• WHAT IS EXPECTED
Scan the entries for "plant". Every line that holds it is to be copied.

MATERIAL SHOWN Block Start

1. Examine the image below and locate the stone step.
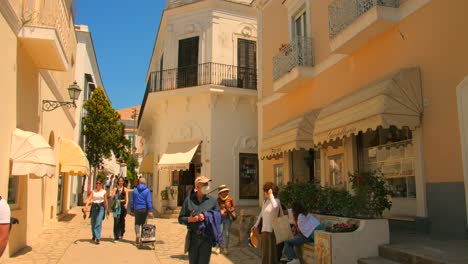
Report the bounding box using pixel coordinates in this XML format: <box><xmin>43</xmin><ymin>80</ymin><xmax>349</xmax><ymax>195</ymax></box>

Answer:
<box><xmin>379</xmin><ymin>245</ymin><xmax>445</xmax><ymax>264</ymax></box>
<box><xmin>358</xmin><ymin>257</ymin><xmax>401</xmax><ymax>264</ymax></box>
<box><xmin>164</xmin><ymin>208</ymin><xmax>181</xmax><ymax>214</ymax></box>
<box><xmin>158</xmin><ymin>213</ymin><xmax>179</xmax><ymax>219</ymax></box>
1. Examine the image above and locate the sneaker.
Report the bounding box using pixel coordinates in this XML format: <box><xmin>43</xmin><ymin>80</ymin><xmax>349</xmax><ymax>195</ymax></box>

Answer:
<box><xmin>95</xmin><ymin>239</ymin><xmax>100</xmax><ymax>245</ymax></box>
<box><xmin>215</xmin><ymin>247</ymin><xmax>221</xmax><ymax>255</ymax></box>
<box><xmin>280</xmin><ymin>257</ymin><xmax>289</xmax><ymax>262</ymax></box>
<box><xmin>113</xmin><ymin>239</ymin><xmax>119</xmax><ymax>243</ymax></box>
<box><xmin>286</xmin><ymin>259</ymin><xmax>300</xmax><ymax>264</ymax></box>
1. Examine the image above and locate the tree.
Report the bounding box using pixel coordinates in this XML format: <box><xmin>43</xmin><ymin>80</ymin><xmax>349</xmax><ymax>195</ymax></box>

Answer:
<box><xmin>81</xmin><ymin>87</ymin><xmax>126</xmax><ymax>201</ymax></box>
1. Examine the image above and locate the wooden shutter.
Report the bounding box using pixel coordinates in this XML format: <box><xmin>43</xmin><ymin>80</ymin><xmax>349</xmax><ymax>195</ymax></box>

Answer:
<box><xmin>237</xmin><ymin>39</ymin><xmax>257</xmax><ymax>89</ymax></box>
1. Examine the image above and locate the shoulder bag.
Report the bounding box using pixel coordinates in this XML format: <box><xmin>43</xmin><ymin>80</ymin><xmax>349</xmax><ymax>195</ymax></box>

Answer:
<box><xmin>272</xmin><ymin>205</ymin><xmax>293</xmax><ymax>244</ymax></box>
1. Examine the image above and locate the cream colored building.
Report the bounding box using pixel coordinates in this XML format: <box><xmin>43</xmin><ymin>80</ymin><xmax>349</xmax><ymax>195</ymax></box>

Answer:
<box><xmin>138</xmin><ymin>0</ymin><xmax>258</xmax><ymax>213</ymax></box>
<box><xmin>256</xmin><ymin>0</ymin><xmax>468</xmax><ymax>238</ymax></box>
<box><xmin>0</xmin><ymin>0</ymin><xmax>89</xmax><ymax>258</ymax></box>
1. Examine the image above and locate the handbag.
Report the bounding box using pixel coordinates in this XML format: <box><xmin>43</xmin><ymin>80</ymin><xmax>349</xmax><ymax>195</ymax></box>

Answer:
<box><xmin>272</xmin><ymin>207</ymin><xmax>293</xmax><ymax>244</ymax></box>
<box><xmin>227</xmin><ymin>210</ymin><xmax>237</xmax><ymax>221</ymax></box>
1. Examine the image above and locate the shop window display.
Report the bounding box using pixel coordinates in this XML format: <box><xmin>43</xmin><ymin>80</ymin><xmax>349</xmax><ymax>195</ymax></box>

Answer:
<box><xmin>359</xmin><ymin>126</ymin><xmax>416</xmax><ymax>198</ymax></box>
<box><xmin>239</xmin><ymin>153</ymin><xmax>259</xmax><ymax>199</ymax></box>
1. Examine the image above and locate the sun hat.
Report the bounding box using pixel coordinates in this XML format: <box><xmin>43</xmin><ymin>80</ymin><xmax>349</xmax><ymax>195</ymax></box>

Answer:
<box><xmin>249</xmin><ymin>230</ymin><xmax>259</xmax><ymax>248</ymax></box>
<box><xmin>218</xmin><ymin>184</ymin><xmax>230</xmax><ymax>194</ymax></box>
<box><xmin>195</xmin><ymin>175</ymin><xmax>212</xmax><ymax>185</ymax></box>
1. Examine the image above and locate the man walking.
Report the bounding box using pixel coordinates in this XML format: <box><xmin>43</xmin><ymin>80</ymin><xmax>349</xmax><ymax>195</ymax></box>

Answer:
<box><xmin>129</xmin><ymin>178</ymin><xmax>153</xmax><ymax>245</ymax></box>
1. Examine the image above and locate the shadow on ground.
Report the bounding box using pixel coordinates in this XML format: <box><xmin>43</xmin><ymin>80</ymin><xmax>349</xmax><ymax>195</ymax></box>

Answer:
<box><xmin>170</xmin><ymin>254</ymin><xmax>189</xmax><ymax>261</ymax></box>
<box><xmin>11</xmin><ymin>246</ymin><xmax>32</xmax><ymax>257</ymax></box>
<box><xmin>59</xmin><ymin>214</ymin><xmax>77</xmax><ymax>222</ymax></box>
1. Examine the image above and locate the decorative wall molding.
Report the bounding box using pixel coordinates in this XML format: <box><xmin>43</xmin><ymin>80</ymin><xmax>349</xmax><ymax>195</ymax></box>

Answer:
<box><xmin>232</xmin><ymin>96</ymin><xmax>240</xmax><ymax>111</ymax></box>
<box><xmin>170</xmin><ymin>121</ymin><xmax>204</xmax><ymax>141</ymax></box>
<box><xmin>210</xmin><ymin>94</ymin><xmax>219</xmax><ymax>109</ymax></box>
<box><xmin>232</xmin><ymin>135</ymin><xmax>258</xmax><ymax>155</ymax></box>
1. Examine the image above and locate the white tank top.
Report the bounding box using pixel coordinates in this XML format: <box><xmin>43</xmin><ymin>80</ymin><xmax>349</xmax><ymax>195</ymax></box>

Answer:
<box><xmin>92</xmin><ymin>189</ymin><xmax>106</xmax><ymax>204</ymax></box>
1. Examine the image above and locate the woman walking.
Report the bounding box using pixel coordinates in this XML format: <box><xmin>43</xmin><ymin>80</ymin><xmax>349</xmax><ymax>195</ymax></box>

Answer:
<box><xmin>84</xmin><ymin>179</ymin><xmax>110</xmax><ymax>244</ymax></box>
<box><xmin>251</xmin><ymin>182</ymin><xmax>281</xmax><ymax>264</ymax></box>
<box><xmin>216</xmin><ymin>184</ymin><xmax>235</xmax><ymax>255</ymax></box>
<box><xmin>111</xmin><ymin>176</ymin><xmax>129</xmax><ymax>242</ymax></box>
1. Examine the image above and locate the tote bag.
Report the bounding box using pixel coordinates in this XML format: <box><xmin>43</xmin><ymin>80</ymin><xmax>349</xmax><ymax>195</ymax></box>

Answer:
<box><xmin>272</xmin><ymin>207</ymin><xmax>293</xmax><ymax>244</ymax></box>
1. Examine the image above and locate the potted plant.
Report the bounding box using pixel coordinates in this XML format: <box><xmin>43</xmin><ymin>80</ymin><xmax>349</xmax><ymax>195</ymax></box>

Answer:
<box><xmin>160</xmin><ymin>190</ymin><xmax>169</xmax><ymax>208</ymax></box>
<box><xmin>167</xmin><ymin>186</ymin><xmax>178</xmax><ymax>210</ymax></box>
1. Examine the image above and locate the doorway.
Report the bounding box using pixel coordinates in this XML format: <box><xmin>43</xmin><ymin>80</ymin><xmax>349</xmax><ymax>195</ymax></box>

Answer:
<box><xmin>57</xmin><ymin>175</ymin><xmax>63</xmax><ymax>215</ymax></box>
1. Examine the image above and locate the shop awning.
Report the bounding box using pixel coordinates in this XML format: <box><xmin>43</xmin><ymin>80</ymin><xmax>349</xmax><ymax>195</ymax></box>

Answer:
<box><xmin>313</xmin><ymin>67</ymin><xmax>422</xmax><ymax>145</ymax></box>
<box><xmin>261</xmin><ymin>110</ymin><xmax>320</xmax><ymax>159</ymax></box>
<box><xmin>60</xmin><ymin>138</ymin><xmax>90</xmax><ymax>176</ymax></box>
<box><xmin>10</xmin><ymin>129</ymin><xmax>56</xmax><ymax>177</ymax></box>
<box><xmin>102</xmin><ymin>152</ymin><xmax>120</xmax><ymax>175</ymax></box>
<box><xmin>140</xmin><ymin>153</ymin><xmax>154</xmax><ymax>173</ymax></box>
<box><xmin>158</xmin><ymin>141</ymin><xmax>201</xmax><ymax>171</ymax></box>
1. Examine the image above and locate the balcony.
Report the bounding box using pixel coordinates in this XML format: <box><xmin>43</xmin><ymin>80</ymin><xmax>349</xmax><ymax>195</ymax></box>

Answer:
<box><xmin>166</xmin><ymin>0</ymin><xmax>252</xmax><ymax>9</ymax></box>
<box><xmin>147</xmin><ymin>62</ymin><xmax>256</xmax><ymax>92</ymax></box>
<box><xmin>14</xmin><ymin>0</ymin><xmax>74</xmax><ymax>71</ymax></box>
<box><xmin>328</xmin><ymin>0</ymin><xmax>400</xmax><ymax>54</ymax></box>
<box><xmin>139</xmin><ymin>62</ymin><xmax>257</xmax><ymax>124</ymax></box>
<box><xmin>272</xmin><ymin>36</ymin><xmax>314</xmax><ymax>93</ymax></box>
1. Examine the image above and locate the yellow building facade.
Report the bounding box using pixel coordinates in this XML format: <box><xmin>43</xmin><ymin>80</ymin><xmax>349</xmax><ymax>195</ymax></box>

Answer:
<box><xmin>256</xmin><ymin>0</ymin><xmax>468</xmax><ymax>238</ymax></box>
<box><xmin>0</xmin><ymin>0</ymin><xmax>89</xmax><ymax>258</ymax></box>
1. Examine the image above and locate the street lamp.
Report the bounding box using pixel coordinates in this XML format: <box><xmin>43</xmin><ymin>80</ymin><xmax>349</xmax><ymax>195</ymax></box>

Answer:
<box><xmin>42</xmin><ymin>81</ymin><xmax>82</xmax><ymax>112</ymax></box>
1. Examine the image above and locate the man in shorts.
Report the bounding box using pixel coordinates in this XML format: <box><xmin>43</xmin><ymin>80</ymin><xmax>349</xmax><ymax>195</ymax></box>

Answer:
<box><xmin>0</xmin><ymin>196</ymin><xmax>11</xmax><ymax>257</ymax></box>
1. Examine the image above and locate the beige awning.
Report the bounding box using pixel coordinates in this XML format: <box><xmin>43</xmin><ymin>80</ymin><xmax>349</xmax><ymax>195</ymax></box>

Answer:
<box><xmin>158</xmin><ymin>141</ymin><xmax>201</xmax><ymax>171</ymax></box>
<box><xmin>60</xmin><ymin>138</ymin><xmax>90</xmax><ymax>176</ymax></box>
<box><xmin>10</xmin><ymin>129</ymin><xmax>56</xmax><ymax>177</ymax></box>
<box><xmin>261</xmin><ymin>110</ymin><xmax>320</xmax><ymax>159</ymax></box>
<box><xmin>102</xmin><ymin>152</ymin><xmax>120</xmax><ymax>175</ymax></box>
<box><xmin>140</xmin><ymin>153</ymin><xmax>154</xmax><ymax>173</ymax></box>
<box><xmin>314</xmin><ymin>67</ymin><xmax>422</xmax><ymax>145</ymax></box>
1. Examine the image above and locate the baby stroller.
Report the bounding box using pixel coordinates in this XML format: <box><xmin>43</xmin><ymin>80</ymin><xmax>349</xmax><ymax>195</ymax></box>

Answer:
<box><xmin>138</xmin><ymin>217</ymin><xmax>156</xmax><ymax>249</ymax></box>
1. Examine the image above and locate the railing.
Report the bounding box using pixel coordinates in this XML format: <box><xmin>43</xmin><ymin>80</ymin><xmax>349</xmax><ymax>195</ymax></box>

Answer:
<box><xmin>166</xmin><ymin>0</ymin><xmax>252</xmax><ymax>9</ymax></box>
<box><xmin>328</xmin><ymin>0</ymin><xmax>400</xmax><ymax>39</ymax></box>
<box><xmin>139</xmin><ymin>62</ymin><xmax>256</xmax><ymax>125</ymax></box>
<box><xmin>147</xmin><ymin>62</ymin><xmax>257</xmax><ymax>92</ymax></box>
<box><xmin>273</xmin><ymin>36</ymin><xmax>314</xmax><ymax>81</ymax></box>
<box><xmin>12</xmin><ymin>0</ymin><xmax>76</xmax><ymax>62</ymax></box>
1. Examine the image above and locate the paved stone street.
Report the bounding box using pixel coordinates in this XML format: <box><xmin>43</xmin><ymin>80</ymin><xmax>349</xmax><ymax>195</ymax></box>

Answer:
<box><xmin>5</xmin><ymin>207</ymin><xmax>260</xmax><ymax>264</ymax></box>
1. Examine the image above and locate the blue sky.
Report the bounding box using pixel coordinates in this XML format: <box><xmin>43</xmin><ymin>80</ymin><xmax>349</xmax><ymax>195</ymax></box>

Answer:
<box><xmin>74</xmin><ymin>0</ymin><xmax>165</xmax><ymax>110</ymax></box>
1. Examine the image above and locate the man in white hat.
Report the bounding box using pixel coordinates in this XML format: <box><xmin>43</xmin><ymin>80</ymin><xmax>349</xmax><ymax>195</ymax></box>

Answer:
<box><xmin>216</xmin><ymin>184</ymin><xmax>235</xmax><ymax>255</ymax></box>
<box><xmin>178</xmin><ymin>176</ymin><xmax>220</xmax><ymax>264</ymax></box>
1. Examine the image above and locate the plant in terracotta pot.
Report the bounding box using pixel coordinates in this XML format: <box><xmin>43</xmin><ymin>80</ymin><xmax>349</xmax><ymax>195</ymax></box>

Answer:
<box><xmin>160</xmin><ymin>190</ymin><xmax>169</xmax><ymax>207</ymax></box>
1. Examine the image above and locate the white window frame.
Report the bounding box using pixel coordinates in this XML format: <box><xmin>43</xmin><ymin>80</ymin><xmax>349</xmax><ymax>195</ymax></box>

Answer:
<box><xmin>274</xmin><ymin>163</ymin><xmax>284</xmax><ymax>187</ymax></box>
<box><xmin>285</xmin><ymin>0</ymin><xmax>311</xmax><ymax>40</ymax></box>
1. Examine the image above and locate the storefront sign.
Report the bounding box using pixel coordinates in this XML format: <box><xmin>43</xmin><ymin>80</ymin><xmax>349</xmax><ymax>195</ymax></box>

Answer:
<box><xmin>327</xmin><ymin>126</ymin><xmax>357</xmax><ymax>141</ymax></box>
<box><xmin>270</xmin><ymin>148</ymin><xmax>283</xmax><ymax>156</ymax></box>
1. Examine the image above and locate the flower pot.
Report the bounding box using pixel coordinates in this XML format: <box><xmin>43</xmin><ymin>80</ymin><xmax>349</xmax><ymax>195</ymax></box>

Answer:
<box><xmin>161</xmin><ymin>199</ymin><xmax>168</xmax><ymax>208</ymax></box>
<box><xmin>168</xmin><ymin>199</ymin><xmax>177</xmax><ymax>210</ymax></box>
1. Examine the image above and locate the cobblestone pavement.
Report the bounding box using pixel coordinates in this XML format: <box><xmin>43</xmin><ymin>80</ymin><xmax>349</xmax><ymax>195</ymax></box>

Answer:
<box><xmin>4</xmin><ymin>207</ymin><xmax>261</xmax><ymax>264</ymax></box>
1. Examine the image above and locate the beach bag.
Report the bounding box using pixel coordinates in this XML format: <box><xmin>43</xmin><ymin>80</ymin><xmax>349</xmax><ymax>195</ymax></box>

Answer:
<box><xmin>272</xmin><ymin>208</ymin><xmax>293</xmax><ymax>244</ymax></box>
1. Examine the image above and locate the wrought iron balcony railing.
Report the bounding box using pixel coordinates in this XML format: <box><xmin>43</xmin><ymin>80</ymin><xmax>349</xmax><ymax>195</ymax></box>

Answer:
<box><xmin>328</xmin><ymin>0</ymin><xmax>400</xmax><ymax>39</ymax></box>
<box><xmin>273</xmin><ymin>36</ymin><xmax>314</xmax><ymax>81</ymax></box>
<box><xmin>147</xmin><ymin>62</ymin><xmax>257</xmax><ymax>92</ymax></box>
<box><xmin>139</xmin><ymin>62</ymin><xmax>257</xmax><ymax>124</ymax></box>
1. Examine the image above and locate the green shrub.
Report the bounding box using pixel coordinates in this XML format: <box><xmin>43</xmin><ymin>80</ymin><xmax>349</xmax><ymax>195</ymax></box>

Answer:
<box><xmin>278</xmin><ymin>171</ymin><xmax>392</xmax><ymax>219</ymax></box>
<box><xmin>97</xmin><ymin>172</ymin><xmax>106</xmax><ymax>183</ymax></box>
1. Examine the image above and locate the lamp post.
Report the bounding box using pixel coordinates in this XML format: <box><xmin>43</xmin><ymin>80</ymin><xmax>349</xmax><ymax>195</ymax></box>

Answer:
<box><xmin>42</xmin><ymin>81</ymin><xmax>82</xmax><ymax>111</ymax></box>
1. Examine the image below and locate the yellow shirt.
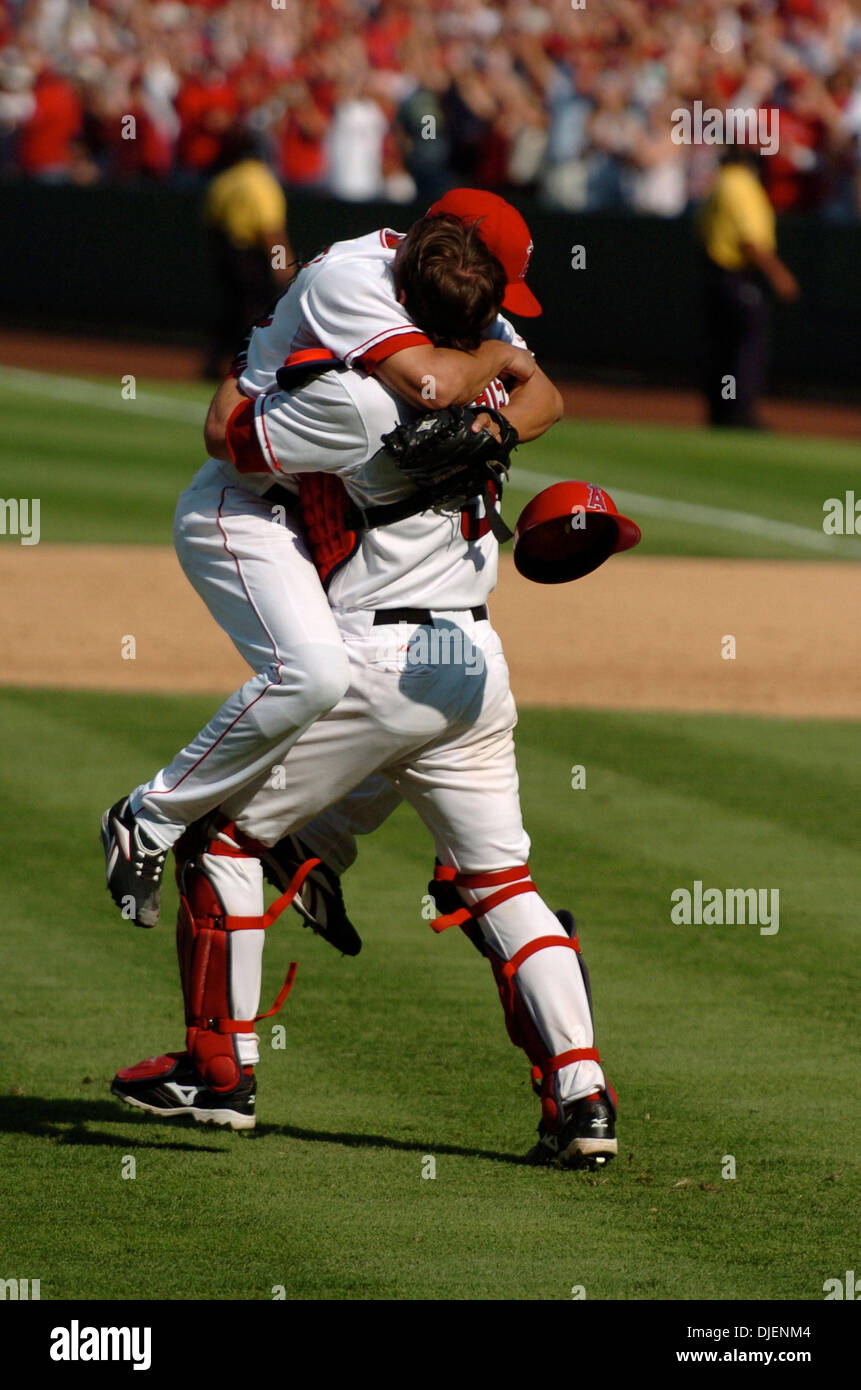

MATERIAL SHOWN Block End

• WRITTEN ANSWER
1. Examine the image above and locate the potted plant.
1. Examine the image above and locate the plant in terracotta pot.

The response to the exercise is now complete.